— START —

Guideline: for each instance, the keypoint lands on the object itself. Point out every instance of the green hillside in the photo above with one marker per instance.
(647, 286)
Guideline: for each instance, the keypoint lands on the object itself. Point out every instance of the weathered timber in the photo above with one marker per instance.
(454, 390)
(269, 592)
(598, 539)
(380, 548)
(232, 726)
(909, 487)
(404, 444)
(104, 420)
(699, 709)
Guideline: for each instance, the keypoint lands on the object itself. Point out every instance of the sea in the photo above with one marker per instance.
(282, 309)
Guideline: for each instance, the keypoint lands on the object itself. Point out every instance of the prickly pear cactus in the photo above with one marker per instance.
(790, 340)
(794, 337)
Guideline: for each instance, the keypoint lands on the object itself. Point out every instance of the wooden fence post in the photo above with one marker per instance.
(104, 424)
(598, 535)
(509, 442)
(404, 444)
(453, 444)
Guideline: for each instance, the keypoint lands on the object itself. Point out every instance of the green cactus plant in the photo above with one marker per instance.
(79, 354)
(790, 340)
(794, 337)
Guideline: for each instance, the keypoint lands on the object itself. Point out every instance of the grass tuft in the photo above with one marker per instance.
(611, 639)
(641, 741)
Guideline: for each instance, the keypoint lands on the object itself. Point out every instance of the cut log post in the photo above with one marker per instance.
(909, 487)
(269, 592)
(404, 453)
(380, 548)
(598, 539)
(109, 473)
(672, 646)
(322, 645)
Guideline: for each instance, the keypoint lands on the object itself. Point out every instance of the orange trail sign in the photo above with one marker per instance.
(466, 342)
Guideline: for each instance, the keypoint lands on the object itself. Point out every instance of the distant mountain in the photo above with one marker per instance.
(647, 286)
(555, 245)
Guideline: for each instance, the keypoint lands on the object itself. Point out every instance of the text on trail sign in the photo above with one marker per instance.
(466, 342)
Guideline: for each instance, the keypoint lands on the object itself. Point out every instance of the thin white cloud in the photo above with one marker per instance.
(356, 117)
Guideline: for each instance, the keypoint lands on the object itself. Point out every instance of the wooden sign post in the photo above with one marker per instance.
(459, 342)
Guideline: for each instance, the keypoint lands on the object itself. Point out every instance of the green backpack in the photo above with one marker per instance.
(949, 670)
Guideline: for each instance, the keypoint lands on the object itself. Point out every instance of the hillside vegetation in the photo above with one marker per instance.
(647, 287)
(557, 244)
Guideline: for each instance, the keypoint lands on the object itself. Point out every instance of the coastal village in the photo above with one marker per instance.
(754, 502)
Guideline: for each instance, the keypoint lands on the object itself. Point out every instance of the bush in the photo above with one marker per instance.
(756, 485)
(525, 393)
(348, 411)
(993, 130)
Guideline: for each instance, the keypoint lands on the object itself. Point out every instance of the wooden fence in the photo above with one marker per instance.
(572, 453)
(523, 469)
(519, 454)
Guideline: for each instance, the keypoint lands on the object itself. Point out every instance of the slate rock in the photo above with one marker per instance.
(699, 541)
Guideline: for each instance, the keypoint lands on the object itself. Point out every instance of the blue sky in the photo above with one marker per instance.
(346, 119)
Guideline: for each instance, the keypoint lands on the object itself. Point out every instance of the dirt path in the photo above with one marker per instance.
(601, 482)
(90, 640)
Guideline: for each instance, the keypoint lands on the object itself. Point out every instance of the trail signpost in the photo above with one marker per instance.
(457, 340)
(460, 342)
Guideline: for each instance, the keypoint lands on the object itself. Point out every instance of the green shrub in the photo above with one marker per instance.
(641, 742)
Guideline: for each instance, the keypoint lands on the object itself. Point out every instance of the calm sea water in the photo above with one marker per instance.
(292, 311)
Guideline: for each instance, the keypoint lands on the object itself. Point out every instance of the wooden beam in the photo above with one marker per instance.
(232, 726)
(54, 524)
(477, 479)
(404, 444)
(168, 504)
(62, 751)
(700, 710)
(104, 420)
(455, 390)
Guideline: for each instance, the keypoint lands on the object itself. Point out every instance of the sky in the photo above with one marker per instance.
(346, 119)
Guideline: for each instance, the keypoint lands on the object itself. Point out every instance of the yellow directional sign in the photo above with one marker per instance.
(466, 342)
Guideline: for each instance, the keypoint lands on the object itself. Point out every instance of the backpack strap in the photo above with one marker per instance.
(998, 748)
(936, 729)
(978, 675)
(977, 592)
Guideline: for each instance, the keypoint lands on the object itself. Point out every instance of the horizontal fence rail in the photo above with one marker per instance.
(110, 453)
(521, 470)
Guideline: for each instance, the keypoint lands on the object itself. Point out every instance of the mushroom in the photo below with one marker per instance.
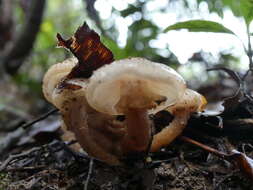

— END —

▸ **Do this**: Return each line of the entries above that contains the word "trail". Treat uppercase and lowercase letters as different.

▸ **Full response**:
Guideline: for each instance, the keypoint lands on the object itself. Point out every instance of the orange trail sign in the photo above with one marker per instance.
Guideline: for each instance, the keypoint lands on the object itself. Point out every instance of the text on trail sign in the photo above with one marker per instance.
Guideline: for each instance, the keypoint lands on the object itself. Point out every instance of the trail signpost in the photo above with one marker per instance.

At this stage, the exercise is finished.